### Extract provided ###

DENVER -- Major League Baseball and the NFL agreed to join the U.S. Olympic Committee to fund anti-doping research, contributing $3 million each to create the most extensive drug-fighting partnership between America's biggest pro leagues and its Olympic federation.

The USOC is also giving $3 million and the U.S. Anti-Doping Agency is giving $1 million to the new Partnership for Clean Competition, a collaborative that will use the initial $10 million to fund grants for research to combat performance-enhancing drugs in sports.

"Major League Baseball's support of this important new effort by the U.S. Olympic Committee and the U.S. Anti-Doping Agency continues our commitment to fight the use of performance-enhancing substances among our athletes," MLB Commissioner Bud Selig said Thursday in a statement obtained by The Associated Press.

Baseball and the NFL have long distanced themselves from anti-doping programs endorsed by the USOC and USADA, saying their programs are tailored specifically for their sports and the management-union issues unique to them.

While this collaborative isn't a shift in the testing protocols of those leagues, it is significant because of the USOC's partnership with USADA, which is widely perceived as running the most effective anti-doping programs.

It's especially significant for baseball given the Mitchell Report and Selig's vow to clean things up in the sport.

The idea was spearheaded by the USOC, which has pledged to do more in the anti-doping fight, and has become more vocal on the issue in the last two years, which have included a barrage of steroid stories ranging from track to cycling to baseball.

"It is vital that the major sport organizations in America work together to combat a problem that, left unchecked, has the potential to destroy the value and integrity of sport," USOC chairman Peter Ueberroth said.

Up to now, the research part of the anti-doping fight has been underfunded. Scientists and pharmacists have been able to come up with new, undetectable steroids more quickly than agencies like USADA have come up with tests to fight them.

The initial $10 million, to be spent over the next four years -- the USOC expects the amount and the time commitment to increase if the program is a success -- will go to researchers who have ideas about finding and detecting designer substances and also toward further development of a better and cheaper test to detect human growth hormone.

Baseball recently gave scientist Don Catlin $500,000 to find an effective urine test for HGH and Catlin has said he's making progress. But it didn't change his overall view on the fight against doping in sports.

"But let's say we get that contained tomorrow," Catlin said last month. "The next day, there's going to be another one."

The NBA, NHL and PGA are also participating in the research collaborative, and the USOC is seeking more funding from sports and non-sports corporations.

The Partnership for Clean Competition will have a board of governors, with one member from each of the founding partners, and that board will appoint a scientific research advisory board. The scientific board will review grant requests and track results of research projects.

###

▸ **Task requirements**
1/ In the article on anti-doping research funding, how much money is the U.S. Anti-Doping Agency giving to the Partnership for Clean Competition?
2/ Reproduce the part of the anti-doping funding article starting with "Baseball recently gave" and going on through "of research projects.".

### Excerpted data ###

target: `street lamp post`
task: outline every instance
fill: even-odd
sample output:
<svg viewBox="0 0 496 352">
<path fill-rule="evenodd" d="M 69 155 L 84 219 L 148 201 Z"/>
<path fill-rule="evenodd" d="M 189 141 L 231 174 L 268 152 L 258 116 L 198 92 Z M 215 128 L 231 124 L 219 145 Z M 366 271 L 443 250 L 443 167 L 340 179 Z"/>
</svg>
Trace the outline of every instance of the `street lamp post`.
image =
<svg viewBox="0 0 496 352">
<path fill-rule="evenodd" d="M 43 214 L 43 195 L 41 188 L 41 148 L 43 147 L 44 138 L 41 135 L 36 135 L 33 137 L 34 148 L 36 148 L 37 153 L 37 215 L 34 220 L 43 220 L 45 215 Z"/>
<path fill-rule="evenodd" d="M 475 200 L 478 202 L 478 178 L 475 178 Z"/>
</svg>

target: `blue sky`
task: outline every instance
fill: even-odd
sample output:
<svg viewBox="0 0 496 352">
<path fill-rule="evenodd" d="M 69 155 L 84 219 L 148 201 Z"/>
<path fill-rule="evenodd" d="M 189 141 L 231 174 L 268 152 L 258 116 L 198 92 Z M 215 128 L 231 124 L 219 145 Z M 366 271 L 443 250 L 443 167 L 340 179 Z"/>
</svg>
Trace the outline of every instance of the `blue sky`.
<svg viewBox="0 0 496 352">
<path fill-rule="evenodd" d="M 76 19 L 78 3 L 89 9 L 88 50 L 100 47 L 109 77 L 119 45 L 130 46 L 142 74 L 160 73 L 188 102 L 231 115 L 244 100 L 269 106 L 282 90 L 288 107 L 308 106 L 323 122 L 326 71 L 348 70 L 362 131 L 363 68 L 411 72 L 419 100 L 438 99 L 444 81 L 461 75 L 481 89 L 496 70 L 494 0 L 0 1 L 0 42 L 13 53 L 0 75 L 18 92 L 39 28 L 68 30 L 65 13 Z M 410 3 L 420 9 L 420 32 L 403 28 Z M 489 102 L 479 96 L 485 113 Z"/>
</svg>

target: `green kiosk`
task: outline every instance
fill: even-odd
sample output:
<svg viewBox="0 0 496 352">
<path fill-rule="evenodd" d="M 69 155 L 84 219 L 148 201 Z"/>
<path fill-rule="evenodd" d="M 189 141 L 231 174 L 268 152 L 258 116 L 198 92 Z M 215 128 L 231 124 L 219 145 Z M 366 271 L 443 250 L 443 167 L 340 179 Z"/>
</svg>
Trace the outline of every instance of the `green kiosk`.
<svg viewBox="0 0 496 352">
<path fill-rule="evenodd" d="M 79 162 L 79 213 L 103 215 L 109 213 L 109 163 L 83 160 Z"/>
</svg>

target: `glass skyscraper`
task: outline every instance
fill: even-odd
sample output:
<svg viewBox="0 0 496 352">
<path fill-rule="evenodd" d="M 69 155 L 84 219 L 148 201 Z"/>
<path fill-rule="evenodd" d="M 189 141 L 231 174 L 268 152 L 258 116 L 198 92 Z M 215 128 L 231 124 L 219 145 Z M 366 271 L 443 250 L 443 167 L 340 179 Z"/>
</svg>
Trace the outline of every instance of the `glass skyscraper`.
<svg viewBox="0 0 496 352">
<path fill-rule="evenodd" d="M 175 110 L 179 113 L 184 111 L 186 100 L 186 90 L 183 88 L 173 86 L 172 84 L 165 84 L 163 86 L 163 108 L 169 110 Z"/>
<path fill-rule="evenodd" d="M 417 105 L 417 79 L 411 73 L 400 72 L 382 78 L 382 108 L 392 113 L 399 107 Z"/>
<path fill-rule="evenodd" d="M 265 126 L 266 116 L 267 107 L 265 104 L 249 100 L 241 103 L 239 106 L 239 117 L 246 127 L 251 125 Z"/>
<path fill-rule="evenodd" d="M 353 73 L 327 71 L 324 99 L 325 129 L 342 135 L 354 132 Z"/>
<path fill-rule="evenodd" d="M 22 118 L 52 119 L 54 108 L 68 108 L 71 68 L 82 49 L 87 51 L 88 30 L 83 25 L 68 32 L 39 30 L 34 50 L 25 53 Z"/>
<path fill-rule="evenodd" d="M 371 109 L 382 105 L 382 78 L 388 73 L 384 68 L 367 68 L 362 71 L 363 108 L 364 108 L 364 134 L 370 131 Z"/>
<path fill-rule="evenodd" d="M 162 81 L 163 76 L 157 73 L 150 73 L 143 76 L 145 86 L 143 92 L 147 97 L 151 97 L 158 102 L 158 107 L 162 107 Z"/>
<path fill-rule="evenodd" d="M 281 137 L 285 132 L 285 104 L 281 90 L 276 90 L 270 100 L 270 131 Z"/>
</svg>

###

▸ **Solution set**
1/ $1 million.

2/
Baseball recently gave scientist Don Catlin $500,000 to find an effective urine test for HGH and Catlin has said he's making progress. But it didn't change his overall view on the fight against doping in sports.

"But let's say we get that contained tomorrow," Catlin said last month. "The next day, there's going to be another one."

The NBA, NHL and PGA are also participating in the research collaborative, and the USOC is seeking more funding from sports and non-sports corporations.

The Partnership for Clean Competition will have a board of governors, with one member from each of the founding partners, and that board will appoint a scientific research advisory board. The scientific board will review grant requests and track results of research projects.